Exercise goal:
Would you retype exactly the lines from the one containing "Highlight jacket collar." through the last line of the records below, and nothing else?

§

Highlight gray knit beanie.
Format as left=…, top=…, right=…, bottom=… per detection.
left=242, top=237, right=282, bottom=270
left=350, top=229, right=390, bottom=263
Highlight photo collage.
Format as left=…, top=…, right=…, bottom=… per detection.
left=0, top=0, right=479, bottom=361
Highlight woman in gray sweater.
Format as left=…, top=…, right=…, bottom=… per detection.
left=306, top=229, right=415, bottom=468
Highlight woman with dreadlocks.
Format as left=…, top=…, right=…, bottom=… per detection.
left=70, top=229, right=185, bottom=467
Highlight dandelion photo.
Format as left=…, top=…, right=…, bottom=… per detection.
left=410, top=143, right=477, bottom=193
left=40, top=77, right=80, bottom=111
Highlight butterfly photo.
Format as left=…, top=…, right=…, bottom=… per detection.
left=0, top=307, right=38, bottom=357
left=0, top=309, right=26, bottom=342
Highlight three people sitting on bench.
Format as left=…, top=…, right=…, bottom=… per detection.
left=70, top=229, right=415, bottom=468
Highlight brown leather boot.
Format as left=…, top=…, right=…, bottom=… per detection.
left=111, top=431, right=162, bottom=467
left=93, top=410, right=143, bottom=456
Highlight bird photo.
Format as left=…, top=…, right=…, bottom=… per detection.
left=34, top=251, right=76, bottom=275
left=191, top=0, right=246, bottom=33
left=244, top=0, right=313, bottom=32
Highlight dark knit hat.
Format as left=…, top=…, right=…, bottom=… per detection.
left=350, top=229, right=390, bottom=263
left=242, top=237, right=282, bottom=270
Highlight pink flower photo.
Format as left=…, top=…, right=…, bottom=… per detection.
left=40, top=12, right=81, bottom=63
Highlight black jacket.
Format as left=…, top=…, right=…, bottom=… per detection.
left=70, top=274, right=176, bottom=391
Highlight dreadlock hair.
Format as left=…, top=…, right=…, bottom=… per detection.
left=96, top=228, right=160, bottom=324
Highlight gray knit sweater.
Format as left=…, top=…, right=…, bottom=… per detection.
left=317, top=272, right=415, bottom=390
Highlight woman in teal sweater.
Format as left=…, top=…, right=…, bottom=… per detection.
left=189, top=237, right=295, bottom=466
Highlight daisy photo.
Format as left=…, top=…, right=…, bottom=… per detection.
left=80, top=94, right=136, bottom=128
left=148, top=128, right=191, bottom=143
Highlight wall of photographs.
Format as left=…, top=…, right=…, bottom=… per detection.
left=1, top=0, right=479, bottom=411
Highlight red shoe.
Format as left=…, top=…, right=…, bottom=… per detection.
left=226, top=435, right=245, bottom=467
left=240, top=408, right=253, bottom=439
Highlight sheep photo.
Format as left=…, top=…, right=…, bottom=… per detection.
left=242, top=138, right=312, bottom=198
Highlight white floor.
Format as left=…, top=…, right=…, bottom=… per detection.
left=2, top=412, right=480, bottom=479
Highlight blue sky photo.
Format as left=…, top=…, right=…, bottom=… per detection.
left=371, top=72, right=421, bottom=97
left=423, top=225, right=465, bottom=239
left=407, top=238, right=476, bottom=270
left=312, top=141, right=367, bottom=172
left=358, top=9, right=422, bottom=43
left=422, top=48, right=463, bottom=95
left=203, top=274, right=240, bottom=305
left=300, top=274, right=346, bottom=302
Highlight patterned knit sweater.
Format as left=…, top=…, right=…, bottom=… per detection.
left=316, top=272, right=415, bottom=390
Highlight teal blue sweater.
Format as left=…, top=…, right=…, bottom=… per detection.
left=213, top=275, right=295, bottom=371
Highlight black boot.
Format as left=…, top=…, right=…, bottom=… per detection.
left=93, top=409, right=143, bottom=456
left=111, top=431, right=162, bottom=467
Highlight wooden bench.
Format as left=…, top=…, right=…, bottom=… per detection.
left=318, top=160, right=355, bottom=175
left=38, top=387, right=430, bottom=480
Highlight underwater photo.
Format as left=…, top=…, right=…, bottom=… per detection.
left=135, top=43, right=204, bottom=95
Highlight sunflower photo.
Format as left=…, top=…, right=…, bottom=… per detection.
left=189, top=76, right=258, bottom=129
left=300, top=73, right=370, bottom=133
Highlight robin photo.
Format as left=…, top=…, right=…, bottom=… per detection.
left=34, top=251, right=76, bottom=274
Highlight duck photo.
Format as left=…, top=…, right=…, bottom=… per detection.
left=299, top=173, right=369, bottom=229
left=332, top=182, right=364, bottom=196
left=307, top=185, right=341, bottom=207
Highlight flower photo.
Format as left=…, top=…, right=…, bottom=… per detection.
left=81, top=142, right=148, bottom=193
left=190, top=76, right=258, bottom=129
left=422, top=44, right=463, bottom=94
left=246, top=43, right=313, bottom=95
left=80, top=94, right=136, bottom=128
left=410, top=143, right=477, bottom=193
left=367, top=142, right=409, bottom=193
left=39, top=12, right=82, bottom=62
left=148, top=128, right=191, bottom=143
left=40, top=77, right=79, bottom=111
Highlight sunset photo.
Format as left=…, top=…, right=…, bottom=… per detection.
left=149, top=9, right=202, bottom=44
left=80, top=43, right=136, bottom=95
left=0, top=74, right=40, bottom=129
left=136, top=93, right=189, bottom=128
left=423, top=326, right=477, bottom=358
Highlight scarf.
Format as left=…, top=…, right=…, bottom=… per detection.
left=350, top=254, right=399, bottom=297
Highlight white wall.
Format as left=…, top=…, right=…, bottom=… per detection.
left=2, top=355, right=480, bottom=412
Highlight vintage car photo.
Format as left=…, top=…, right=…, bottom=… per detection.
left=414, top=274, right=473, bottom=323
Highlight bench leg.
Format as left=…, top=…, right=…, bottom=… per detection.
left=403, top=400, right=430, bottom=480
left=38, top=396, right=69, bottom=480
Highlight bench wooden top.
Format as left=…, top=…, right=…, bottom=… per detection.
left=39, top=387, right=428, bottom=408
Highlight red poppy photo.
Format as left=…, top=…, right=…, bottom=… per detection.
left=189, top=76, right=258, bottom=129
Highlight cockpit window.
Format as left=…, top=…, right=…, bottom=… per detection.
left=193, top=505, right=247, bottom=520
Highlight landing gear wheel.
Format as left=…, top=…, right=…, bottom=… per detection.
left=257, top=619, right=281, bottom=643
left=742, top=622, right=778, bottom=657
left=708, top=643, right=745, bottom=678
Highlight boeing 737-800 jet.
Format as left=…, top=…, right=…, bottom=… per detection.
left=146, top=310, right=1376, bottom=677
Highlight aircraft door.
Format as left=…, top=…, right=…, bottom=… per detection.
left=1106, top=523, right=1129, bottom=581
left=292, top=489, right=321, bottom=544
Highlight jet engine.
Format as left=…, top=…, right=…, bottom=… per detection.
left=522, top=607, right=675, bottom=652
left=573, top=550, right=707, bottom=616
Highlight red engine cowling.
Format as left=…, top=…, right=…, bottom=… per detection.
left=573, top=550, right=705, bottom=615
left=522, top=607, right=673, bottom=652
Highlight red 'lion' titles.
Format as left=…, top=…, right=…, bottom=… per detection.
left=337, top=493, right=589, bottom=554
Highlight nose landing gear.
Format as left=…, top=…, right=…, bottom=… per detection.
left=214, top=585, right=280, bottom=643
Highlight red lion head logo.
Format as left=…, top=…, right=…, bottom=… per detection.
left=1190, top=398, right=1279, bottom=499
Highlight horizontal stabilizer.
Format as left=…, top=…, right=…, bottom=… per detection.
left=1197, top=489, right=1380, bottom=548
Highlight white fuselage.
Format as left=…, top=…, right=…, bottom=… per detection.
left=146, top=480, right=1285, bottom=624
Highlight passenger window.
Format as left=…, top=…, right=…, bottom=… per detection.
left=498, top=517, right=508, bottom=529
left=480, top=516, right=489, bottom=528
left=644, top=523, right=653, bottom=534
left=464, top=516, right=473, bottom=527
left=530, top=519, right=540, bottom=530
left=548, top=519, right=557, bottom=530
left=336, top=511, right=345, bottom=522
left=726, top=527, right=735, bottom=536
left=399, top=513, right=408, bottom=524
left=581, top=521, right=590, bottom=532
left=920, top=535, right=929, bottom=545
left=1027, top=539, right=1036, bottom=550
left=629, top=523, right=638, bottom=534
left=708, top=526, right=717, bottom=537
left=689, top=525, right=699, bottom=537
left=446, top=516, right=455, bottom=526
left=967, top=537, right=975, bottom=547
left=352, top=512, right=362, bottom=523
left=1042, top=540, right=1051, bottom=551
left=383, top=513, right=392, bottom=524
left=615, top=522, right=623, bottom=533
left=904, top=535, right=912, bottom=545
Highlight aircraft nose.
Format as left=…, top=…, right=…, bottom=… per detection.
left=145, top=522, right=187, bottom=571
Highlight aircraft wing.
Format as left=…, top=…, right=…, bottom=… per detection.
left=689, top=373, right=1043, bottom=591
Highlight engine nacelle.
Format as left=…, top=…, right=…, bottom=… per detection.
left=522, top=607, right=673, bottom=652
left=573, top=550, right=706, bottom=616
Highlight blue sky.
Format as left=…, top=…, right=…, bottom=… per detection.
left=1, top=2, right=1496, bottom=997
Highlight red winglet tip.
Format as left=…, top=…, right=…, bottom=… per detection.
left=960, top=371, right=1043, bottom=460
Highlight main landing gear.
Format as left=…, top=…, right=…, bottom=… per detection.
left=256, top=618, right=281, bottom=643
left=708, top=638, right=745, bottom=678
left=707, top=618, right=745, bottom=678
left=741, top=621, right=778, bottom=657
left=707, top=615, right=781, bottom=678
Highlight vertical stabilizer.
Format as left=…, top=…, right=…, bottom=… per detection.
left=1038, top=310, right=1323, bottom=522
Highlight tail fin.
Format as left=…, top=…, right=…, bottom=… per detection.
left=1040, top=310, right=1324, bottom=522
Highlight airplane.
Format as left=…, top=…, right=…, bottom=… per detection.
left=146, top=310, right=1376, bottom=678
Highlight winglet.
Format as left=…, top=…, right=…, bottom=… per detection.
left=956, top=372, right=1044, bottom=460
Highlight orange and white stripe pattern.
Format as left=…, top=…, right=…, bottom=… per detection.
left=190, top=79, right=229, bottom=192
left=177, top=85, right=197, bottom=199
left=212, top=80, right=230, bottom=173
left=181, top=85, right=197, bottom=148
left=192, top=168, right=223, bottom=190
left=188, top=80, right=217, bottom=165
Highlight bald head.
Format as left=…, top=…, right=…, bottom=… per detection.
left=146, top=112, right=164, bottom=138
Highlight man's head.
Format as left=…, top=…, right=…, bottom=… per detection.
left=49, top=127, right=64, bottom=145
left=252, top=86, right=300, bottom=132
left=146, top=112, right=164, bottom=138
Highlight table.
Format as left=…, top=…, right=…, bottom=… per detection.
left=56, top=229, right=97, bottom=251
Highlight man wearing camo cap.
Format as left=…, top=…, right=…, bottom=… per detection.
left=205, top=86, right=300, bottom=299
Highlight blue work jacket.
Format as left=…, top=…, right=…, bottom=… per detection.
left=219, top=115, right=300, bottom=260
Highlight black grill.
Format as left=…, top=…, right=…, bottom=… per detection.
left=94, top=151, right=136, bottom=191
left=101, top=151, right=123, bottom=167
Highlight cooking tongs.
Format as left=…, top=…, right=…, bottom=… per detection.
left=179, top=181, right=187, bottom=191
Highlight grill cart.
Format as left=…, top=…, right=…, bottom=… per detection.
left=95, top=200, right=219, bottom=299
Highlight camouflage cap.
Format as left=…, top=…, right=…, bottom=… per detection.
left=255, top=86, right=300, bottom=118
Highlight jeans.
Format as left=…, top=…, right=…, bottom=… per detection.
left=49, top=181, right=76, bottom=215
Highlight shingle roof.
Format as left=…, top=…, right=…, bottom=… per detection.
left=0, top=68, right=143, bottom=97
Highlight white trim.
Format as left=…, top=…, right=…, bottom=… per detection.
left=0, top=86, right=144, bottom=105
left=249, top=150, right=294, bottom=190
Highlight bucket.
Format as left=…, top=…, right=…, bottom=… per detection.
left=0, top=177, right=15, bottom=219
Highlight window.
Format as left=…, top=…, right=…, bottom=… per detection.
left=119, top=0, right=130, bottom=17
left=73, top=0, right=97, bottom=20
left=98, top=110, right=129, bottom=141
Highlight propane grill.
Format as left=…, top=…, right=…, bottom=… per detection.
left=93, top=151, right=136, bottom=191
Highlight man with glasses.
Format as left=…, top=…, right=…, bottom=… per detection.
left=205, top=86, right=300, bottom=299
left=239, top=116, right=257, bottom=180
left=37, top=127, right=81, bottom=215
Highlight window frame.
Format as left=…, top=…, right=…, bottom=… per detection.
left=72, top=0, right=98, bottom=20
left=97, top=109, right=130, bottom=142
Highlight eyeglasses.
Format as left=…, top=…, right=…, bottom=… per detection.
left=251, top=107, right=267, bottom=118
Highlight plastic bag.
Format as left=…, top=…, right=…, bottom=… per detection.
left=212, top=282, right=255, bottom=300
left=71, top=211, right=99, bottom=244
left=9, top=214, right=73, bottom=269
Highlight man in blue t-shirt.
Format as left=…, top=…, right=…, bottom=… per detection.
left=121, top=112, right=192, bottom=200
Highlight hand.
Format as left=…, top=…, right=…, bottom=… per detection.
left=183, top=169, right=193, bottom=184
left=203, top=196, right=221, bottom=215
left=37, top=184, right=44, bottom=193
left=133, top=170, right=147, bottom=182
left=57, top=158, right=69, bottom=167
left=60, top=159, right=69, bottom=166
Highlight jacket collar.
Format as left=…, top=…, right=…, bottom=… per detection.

§

Expected answer:
Highlight jacket collar.
Format as left=…, top=…, right=…, bottom=… per detection.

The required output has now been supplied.